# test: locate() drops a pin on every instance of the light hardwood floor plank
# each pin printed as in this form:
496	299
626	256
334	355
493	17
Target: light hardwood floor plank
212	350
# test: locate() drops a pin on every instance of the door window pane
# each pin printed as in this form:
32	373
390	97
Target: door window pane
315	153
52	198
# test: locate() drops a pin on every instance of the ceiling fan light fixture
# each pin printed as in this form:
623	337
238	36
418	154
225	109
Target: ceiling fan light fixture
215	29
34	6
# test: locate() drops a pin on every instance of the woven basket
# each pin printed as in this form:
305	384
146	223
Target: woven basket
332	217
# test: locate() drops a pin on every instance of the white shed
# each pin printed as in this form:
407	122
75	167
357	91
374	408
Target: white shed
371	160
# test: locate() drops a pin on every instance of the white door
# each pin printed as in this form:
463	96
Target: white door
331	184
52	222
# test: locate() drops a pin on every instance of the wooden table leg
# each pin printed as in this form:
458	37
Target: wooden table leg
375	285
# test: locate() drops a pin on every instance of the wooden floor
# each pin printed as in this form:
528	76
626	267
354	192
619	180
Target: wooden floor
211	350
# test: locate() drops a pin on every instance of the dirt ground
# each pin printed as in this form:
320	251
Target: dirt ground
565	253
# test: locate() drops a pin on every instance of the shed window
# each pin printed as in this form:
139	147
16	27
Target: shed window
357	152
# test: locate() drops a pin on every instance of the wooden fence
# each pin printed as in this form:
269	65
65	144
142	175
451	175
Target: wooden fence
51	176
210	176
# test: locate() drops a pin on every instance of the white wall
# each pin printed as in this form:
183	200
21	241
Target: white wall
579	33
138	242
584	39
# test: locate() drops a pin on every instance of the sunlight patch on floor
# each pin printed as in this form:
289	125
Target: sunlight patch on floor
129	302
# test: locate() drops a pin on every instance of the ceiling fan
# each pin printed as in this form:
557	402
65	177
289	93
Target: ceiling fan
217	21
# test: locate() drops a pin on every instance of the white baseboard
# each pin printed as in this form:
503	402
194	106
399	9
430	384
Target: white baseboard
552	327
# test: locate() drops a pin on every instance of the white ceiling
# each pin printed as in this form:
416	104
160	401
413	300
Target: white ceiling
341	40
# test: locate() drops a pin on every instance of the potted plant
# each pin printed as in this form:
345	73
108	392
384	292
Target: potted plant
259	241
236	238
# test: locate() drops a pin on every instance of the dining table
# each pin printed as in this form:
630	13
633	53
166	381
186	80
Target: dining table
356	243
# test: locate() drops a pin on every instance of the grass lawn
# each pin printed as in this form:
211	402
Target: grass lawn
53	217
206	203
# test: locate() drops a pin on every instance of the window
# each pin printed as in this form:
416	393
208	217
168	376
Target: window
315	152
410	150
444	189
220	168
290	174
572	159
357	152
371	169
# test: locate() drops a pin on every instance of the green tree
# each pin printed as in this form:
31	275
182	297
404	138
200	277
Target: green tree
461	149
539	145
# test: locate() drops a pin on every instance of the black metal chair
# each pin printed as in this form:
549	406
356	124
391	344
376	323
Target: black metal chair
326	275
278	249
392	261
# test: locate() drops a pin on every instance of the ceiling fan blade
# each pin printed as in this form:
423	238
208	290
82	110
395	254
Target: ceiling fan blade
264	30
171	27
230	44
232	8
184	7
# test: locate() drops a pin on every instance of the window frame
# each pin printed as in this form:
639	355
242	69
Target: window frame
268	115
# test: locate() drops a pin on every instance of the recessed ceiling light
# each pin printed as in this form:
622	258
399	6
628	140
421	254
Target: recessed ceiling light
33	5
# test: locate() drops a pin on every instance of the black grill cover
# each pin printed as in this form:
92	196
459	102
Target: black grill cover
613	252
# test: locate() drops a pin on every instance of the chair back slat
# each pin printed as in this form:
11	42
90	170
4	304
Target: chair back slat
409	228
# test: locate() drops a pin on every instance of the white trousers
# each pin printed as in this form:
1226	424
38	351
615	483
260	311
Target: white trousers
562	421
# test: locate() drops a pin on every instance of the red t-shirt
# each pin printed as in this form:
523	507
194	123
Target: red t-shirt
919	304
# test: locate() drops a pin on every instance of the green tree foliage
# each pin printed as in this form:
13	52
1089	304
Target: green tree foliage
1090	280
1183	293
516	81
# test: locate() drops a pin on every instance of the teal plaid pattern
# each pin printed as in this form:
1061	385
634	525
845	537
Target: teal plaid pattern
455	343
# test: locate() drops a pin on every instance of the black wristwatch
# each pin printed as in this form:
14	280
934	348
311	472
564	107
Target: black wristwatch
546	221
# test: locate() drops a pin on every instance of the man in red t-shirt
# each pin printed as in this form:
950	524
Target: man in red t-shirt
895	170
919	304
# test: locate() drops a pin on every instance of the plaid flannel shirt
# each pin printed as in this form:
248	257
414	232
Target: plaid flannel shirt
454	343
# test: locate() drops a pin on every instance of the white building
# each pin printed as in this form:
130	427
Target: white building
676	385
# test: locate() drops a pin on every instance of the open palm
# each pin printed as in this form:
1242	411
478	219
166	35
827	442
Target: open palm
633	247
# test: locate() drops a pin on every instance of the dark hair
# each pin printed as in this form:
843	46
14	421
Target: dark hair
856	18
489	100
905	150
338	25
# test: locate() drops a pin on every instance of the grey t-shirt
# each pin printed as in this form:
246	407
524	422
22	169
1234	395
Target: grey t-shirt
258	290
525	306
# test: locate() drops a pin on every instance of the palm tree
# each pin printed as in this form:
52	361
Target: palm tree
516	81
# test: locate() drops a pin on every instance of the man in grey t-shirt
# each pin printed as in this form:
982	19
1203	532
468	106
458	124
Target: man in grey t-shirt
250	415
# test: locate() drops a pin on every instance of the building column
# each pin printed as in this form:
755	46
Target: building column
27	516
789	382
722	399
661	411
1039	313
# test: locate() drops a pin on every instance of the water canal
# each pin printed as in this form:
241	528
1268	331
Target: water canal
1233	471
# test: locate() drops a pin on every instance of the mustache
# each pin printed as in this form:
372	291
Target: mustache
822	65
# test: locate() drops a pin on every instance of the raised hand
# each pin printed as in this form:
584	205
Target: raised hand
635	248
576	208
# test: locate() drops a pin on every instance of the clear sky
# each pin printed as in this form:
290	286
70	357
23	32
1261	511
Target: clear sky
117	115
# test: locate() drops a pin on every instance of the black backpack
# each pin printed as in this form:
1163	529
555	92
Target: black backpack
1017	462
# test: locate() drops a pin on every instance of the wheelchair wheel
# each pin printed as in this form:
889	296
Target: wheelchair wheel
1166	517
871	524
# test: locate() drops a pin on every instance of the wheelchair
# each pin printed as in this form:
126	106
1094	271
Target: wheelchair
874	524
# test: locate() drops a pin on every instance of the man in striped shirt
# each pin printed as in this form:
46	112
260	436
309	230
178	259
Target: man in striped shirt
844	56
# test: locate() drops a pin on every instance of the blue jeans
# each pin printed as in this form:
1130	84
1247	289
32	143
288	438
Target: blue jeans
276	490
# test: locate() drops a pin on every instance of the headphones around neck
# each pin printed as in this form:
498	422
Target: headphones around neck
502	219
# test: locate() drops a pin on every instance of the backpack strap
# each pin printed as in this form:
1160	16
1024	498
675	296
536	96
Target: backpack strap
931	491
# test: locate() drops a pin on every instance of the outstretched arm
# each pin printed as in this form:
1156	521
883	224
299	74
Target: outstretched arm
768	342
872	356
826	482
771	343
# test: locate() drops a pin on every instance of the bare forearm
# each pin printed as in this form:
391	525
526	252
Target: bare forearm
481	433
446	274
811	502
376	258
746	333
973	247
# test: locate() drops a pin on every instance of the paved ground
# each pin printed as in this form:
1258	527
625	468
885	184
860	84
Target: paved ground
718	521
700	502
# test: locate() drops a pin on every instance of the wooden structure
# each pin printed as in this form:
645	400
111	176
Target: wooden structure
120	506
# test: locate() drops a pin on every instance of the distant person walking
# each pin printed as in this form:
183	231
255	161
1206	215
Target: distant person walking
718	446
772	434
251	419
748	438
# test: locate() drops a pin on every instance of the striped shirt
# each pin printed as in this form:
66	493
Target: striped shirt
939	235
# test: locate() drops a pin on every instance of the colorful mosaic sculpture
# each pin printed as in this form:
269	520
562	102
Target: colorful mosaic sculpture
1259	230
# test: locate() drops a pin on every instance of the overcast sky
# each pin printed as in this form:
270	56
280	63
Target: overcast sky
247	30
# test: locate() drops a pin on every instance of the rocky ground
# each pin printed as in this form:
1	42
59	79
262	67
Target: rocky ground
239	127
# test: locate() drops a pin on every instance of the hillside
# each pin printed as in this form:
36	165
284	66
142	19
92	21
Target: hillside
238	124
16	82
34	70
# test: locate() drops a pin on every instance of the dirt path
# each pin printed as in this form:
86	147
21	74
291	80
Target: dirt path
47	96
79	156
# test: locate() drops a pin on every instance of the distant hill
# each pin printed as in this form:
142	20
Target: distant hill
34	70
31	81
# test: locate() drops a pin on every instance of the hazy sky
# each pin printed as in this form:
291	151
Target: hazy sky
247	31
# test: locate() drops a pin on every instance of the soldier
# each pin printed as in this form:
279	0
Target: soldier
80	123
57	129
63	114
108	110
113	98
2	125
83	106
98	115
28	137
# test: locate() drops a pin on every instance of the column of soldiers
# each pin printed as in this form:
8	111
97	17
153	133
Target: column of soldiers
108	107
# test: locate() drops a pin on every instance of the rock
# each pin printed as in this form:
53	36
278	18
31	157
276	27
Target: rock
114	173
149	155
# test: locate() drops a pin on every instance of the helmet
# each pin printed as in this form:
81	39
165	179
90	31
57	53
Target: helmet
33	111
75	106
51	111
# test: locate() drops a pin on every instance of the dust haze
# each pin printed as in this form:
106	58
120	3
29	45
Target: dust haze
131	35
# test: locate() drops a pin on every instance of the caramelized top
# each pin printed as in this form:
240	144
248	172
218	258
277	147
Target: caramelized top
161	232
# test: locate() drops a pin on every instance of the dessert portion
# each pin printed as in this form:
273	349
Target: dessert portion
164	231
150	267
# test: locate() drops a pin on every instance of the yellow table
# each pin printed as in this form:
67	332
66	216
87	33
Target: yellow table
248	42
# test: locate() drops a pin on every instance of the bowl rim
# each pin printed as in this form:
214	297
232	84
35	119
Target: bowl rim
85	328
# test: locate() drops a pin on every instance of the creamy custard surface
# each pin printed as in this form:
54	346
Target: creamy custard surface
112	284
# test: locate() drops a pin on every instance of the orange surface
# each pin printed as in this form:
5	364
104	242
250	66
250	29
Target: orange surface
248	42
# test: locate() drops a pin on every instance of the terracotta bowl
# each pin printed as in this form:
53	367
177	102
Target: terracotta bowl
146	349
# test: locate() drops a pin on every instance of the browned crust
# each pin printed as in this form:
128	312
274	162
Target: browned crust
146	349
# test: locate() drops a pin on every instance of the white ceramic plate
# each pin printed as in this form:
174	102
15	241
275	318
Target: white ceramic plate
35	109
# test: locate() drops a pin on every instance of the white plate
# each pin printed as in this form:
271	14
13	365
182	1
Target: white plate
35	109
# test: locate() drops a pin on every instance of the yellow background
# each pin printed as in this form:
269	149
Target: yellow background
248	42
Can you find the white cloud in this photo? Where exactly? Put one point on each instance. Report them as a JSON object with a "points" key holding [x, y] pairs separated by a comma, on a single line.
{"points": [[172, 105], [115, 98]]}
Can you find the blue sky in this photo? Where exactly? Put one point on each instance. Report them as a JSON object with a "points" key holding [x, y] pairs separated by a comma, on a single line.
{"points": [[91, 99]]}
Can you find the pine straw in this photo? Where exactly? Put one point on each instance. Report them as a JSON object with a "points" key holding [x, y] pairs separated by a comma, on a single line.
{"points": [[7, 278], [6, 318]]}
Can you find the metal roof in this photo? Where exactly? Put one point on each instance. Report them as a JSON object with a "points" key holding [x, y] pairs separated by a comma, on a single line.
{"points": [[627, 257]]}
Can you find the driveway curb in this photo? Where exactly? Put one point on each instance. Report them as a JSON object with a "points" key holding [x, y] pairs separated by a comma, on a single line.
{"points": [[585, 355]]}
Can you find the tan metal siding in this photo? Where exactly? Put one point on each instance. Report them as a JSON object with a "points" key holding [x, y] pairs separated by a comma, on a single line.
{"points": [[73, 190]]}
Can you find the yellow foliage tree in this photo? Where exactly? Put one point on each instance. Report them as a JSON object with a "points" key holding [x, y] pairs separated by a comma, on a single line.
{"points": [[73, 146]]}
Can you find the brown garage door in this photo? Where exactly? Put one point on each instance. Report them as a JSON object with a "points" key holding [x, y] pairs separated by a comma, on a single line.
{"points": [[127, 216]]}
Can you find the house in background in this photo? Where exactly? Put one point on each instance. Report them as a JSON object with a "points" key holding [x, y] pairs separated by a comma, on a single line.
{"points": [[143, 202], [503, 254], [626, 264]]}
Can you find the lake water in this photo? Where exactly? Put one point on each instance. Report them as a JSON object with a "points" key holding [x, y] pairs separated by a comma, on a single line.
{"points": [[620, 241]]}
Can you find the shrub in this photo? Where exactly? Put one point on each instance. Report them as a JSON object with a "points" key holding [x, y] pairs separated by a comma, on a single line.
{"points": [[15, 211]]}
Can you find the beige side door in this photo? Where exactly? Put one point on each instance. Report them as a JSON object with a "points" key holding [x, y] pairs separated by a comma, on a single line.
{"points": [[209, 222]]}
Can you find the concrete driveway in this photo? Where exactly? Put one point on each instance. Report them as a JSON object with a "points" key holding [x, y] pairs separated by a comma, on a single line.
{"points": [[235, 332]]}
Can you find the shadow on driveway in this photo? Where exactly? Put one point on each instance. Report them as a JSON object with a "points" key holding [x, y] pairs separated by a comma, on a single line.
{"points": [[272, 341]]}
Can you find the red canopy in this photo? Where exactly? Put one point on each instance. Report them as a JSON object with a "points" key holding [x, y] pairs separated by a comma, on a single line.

————————

_Action item_
With the first line being the one containing "Target: distant hill" and the last line the one containing "of the soldier", transcribe exactly the lines above that fall in that range.

_Exercise solution_
Target: distant hill
34	70
31	81
# test: locate() drops a pin on every instance of the hazy sky
# each pin printed as in this form:
291	151
Target: hazy sky
247	31
# test: locate() drops a pin on every instance of the soldier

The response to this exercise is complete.